### SOURCE:
____
Sophie Ellis-Bextor: Wanderlust
Maybe it’s the double-barrelled surname and the posh accent that’s enamoured me. Or the high credit rating.
Whatever it is, this girl oozes upper class. Her new album, Wanderlust, is exactly the sort of money-spinner credit card companies love.
It’s a product guaranteed to bring in the dosh no matter how much substance or depth there is to it.
Now, I don’t mean to do Ms Ellis-Bextor a disservice. I’m sure she’d make a fantastic lover. But here lies the problem: I’m a gay Mercury Music Prize judge.
And, well, I’ve got the same dilemma as Craig Revel Horwood in the last series of Strictly Come Dancing.
No matter how good Sophie looks in a sparkly ballroom gown, I just can’t give her my biggest digit.
You see, ever since Barclaycard began its sponsorship of the Mercury Prize in 2009, it’s been desperate to shed its image as a credit card. It doesn’t want to be associated with spiralling interest repayments and rioting.
____
[Saved entries]
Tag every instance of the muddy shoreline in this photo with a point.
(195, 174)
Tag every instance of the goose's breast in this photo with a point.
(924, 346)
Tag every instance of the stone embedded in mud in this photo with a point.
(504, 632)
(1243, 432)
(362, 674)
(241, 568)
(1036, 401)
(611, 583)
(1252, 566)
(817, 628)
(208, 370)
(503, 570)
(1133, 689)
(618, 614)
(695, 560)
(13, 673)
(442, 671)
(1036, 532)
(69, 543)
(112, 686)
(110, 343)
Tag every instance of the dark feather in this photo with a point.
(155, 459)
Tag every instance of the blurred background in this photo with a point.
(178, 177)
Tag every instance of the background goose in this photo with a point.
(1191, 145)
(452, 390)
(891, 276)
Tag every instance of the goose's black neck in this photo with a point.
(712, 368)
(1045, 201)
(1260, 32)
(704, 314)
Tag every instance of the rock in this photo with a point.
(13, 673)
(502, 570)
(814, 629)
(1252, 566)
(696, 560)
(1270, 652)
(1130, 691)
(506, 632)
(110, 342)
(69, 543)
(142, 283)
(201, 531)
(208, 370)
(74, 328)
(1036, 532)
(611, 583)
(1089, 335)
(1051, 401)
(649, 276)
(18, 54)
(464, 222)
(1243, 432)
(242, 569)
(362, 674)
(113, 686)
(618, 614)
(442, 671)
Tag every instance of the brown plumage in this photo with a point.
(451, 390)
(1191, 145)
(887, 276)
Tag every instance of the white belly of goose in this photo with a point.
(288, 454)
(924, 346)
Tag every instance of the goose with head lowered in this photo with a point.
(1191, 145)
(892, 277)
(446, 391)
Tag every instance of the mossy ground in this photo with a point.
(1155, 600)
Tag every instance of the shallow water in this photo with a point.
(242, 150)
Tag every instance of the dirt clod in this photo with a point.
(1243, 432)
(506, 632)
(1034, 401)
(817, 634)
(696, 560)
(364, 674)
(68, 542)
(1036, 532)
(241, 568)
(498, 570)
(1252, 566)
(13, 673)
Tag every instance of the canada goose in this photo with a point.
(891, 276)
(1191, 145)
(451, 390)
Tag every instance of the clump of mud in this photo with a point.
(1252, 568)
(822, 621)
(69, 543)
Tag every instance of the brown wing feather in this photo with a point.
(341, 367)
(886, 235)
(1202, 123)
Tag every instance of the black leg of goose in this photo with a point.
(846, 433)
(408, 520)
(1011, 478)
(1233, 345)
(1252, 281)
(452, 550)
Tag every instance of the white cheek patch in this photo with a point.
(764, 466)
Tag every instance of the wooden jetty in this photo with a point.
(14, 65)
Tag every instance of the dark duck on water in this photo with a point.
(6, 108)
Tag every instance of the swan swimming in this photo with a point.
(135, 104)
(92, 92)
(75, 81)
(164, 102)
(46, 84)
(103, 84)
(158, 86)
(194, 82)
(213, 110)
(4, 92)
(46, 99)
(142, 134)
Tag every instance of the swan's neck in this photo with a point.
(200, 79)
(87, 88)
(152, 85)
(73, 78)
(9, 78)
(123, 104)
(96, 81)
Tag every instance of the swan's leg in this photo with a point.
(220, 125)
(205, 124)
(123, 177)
____
### BRIEF:
Copy the Wanderlust review again from "And, well, I’ve" to "my biggest digit.", replacing "sparkly ballroom gown" with "sequined evening dress".

### RESULT OF THIS EXERCISE:
And, well, I’ve got the same dilemma as Craig Revel Horwood in the last series of Strictly Come Dancing.
No matter how good Sophie looks in a sequined evening dress, I just can’t give her my biggest digit.